**Stored data:**
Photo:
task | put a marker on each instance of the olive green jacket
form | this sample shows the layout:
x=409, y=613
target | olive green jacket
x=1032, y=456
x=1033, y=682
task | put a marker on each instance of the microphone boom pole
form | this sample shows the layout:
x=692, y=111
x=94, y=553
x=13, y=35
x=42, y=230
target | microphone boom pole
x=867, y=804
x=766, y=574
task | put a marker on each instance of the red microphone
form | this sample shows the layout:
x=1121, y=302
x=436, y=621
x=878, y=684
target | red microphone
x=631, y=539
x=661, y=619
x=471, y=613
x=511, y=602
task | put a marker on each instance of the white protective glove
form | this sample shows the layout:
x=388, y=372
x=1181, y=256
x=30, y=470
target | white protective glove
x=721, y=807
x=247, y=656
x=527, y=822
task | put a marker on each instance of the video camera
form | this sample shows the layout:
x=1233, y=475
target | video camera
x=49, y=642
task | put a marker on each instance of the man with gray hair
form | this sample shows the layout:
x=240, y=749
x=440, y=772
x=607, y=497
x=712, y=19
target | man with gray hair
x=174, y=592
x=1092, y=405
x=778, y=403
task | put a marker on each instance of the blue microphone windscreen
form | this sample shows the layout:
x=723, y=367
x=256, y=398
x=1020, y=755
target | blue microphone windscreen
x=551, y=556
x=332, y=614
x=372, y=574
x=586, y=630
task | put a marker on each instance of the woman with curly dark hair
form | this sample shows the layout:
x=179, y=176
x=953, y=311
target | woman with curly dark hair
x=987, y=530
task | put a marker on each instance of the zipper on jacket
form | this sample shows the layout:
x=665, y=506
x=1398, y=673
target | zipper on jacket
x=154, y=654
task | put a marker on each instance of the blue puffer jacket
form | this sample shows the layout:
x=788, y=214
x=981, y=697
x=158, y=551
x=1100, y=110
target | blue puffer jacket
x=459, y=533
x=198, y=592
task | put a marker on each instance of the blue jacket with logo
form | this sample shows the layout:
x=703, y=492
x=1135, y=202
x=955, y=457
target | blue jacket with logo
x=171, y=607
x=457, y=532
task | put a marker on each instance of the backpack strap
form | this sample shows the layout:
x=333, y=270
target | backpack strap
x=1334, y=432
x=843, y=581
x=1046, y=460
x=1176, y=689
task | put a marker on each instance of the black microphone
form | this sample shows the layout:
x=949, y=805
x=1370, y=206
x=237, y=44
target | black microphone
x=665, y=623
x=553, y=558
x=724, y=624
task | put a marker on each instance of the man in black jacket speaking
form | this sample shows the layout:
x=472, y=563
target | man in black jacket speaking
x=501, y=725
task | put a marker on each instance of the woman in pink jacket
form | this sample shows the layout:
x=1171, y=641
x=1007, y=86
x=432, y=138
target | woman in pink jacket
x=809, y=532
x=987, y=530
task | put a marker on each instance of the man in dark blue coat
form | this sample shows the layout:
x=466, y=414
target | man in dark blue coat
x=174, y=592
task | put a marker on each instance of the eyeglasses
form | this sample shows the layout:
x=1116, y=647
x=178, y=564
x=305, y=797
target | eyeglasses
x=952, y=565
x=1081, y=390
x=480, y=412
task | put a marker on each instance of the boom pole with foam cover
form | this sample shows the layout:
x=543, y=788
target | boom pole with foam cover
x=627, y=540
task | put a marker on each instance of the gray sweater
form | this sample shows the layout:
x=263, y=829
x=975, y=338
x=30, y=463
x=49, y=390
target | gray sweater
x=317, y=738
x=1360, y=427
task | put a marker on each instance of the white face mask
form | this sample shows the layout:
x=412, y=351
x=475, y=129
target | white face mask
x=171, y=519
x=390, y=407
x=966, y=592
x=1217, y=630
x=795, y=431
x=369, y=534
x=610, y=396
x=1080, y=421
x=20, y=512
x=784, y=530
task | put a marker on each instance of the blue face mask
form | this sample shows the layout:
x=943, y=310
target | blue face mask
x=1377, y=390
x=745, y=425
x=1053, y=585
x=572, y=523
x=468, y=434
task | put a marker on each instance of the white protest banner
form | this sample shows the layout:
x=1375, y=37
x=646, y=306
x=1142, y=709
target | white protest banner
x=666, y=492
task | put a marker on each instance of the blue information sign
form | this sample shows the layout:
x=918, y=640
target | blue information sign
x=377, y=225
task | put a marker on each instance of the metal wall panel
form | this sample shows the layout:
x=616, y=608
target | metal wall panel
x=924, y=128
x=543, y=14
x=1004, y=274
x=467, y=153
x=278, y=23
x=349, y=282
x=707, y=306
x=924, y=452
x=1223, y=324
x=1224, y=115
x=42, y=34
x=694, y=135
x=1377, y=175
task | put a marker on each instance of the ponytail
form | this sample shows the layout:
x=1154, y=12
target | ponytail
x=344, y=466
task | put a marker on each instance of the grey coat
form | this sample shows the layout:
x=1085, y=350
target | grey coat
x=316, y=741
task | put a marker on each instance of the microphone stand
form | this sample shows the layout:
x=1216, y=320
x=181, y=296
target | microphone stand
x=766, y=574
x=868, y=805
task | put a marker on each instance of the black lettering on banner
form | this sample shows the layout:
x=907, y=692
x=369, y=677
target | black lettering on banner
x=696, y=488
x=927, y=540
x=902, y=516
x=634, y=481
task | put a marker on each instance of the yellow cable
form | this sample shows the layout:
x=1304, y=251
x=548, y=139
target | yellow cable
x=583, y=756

**Exercise objective:** Each entry needs to be written out again, exactly as given.

**Output:**
Photo:
task | put a marker on each instance of the olive green jacket
form | this sample shows the layout:
x=409, y=613
target | olive green jacket
x=1032, y=456
x=1033, y=682
task | put a marker on each instance of the microphone boom pole
form | this sample shows the layout:
x=692, y=111
x=94, y=553
x=13, y=35
x=42, y=230
target | microphone boom pole
x=867, y=804
x=766, y=574
task | put a marker on each instance of the red microphone
form | this sample shows the layout:
x=1121, y=302
x=436, y=621
x=878, y=684
target | red microphone
x=631, y=539
x=661, y=619
x=471, y=613
x=511, y=602
task | put a marker on each instance of the white protective glove
form | this sample shows the layout:
x=388, y=372
x=1181, y=256
x=30, y=470
target | white protective glove
x=721, y=807
x=247, y=656
x=527, y=822
task | put a marker on each instance of the video camera
form | this sample shows the layout:
x=1233, y=475
target | video camera
x=49, y=642
task | put a marker on each instance of the man with gray hair
form | this sample shows the layout:
x=240, y=749
x=440, y=772
x=607, y=497
x=712, y=19
target | man with gray hair
x=174, y=592
x=1092, y=405
x=778, y=403
task | put a marker on each instance of the blue microphone windscreen
form | this sample shows the layout:
x=723, y=367
x=256, y=398
x=1020, y=755
target | blue microphone windscreen
x=551, y=556
x=332, y=614
x=372, y=574
x=586, y=630
task | put a marker on each instance of the woman with curly dark hair
form | this sample shows the layout:
x=179, y=176
x=953, y=311
target | woman with curly dark hair
x=987, y=530
task | put a marker on each instance of the zipper on jacket
form | this sample shows the layout:
x=665, y=506
x=1398, y=673
target | zipper on jacket
x=154, y=654
task | put a marker on each instance of the blue puffer jacket
form | this sample shows the layout:
x=788, y=214
x=981, y=697
x=158, y=551
x=1100, y=110
target | blue puffer jacket
x=459, y=533
x=198, y=592
task | put a marker on each instance of the blue jacket with logo
form | this sample shows the layout:
x=703, y=492
x=1135, y=202
x=955, y=457
target | blue jacket with logo
x=171, y=607
x=457, y=532
task | put a marker on each instance of the backpack strap
form | this sample shows the layout:
x=333, y=270
target | backpack strap
x=1334, y=432
x=843, y=581
x=1046, y=460
x=1176, y=689
task | put a marker on each instance of the black microphone
form | this sample shows the layout:
x=949, y=805
x=1370, y=206
x=237, y=44
target | black microphone
x=665, y=623
x=553, y=558
x=724, y=624
task | put a marker on each instance of the man in black jacket speaking
form | this sample shows the layout:
x=472, y=563
target | man in black jacket speaking
x=501, y=725
task | put a marker on each instance of the woman in pink jacket
form | this sample shows the layout:
x=1171, y=641
x=1007, y=86
x=432, y=138
target | woman in pink jacket
x=809, y=532
x=987, y=530
task | put a marker on each instance of the man in dark blue coat
form | this sample shows the layout:
x=466, y=414
target | man in dark blue coat
x=174, y=592
task | put a marker on each instance of the eyeglasses
form | this sample shows the layout:
x=1116, y=647
x=178, y=564
x=305, y=797
target | eyeglasses
x=952, y=565
x=1081, y=390
x=480, y=412
task | put a marker on each instance of the boom pole with foam cover
form | this sample shows the layout:
x=543, y=788
target | boom pole with foam cover
x=627, y=540
task | put a marker on each instance of the gray sweater
form | this sample shows the layout:
x=263, y=829
x=975, y=338
x=30, y=463
x=49, y=390
target | gray sweater
x=317, y=738
x=1360, y=427
task | put a marker on each instance of the white face mask
form | this sample shows the layout:
x=412, y=351
x=475, y=129
target | white face mask
x=171, y=519
x=390, y=407
x=966, y=592
x=1217, y=630
x=795, y=431
x=369, y=534
x=610, y=396
x=1080, y=421
x=20, y=512
x=784, y=530
task | put a marker on each instance of the blue face mask
form | this sample shows the layout:
x=943, y=310
target | blue face mask
x=1377, y=390
x=745, y=425
x=1053, y=585
x=572, y=523
x=468, y=434
task | put a marker on each instance of the white protest banner
form | this sample shows the layout:
x=1375, y=37
x=646, y=306
x=1142, y=709
target | white protest banner
x=666, y=492
task | put a marker on each instance of the blue information sign
form | this sample shows the layout:
x=918, y=640
target | blue information sign
x=377, y=225
task | put a marker on each instance of the metal wall panel
form | this sample shows the layout:
x=616, y=608
target | metal wall panel
x=924, y=128
x=543, y=14
x=1004, y=274
x=467, y=153
x=278, y=23
x=349, y=282
x=707, y=306
x=924, y=452
x=1223, y=324
x=1224, y=115
x=42, y=34
x=694, y=135
x=1377, y=175
task | put a marker on each instance of the ponytail
form | this sample shows the layout:
x=1154, y=12
target | ponytail
x=344, y=466
task | put a marker on each instance of the grey coat
form | this sample shows the layout:
x=1085, y=350
target | grey coat
x=316, y=741
task | put a marker on each instance of the microphone stand
form | this sample shows the layout:
x=1216, y=320
x=181, y=296
target | microphone stand
x=766, y=574
x=868, y=805
task | put a marker on each instance of the black lettering on banner
form | this sample shows the layout:
x=907, y=692
x=369, y=677
target | black lettering on banner
x=696, y=488
x=927, y=540
x=902, y=516
x=634, y=481
task | put a marker on each instance of the yellow cable
form | this sample shows the layout:
x=1304, y=251
x=548, y=139
target | yellow cable
x=583, y=756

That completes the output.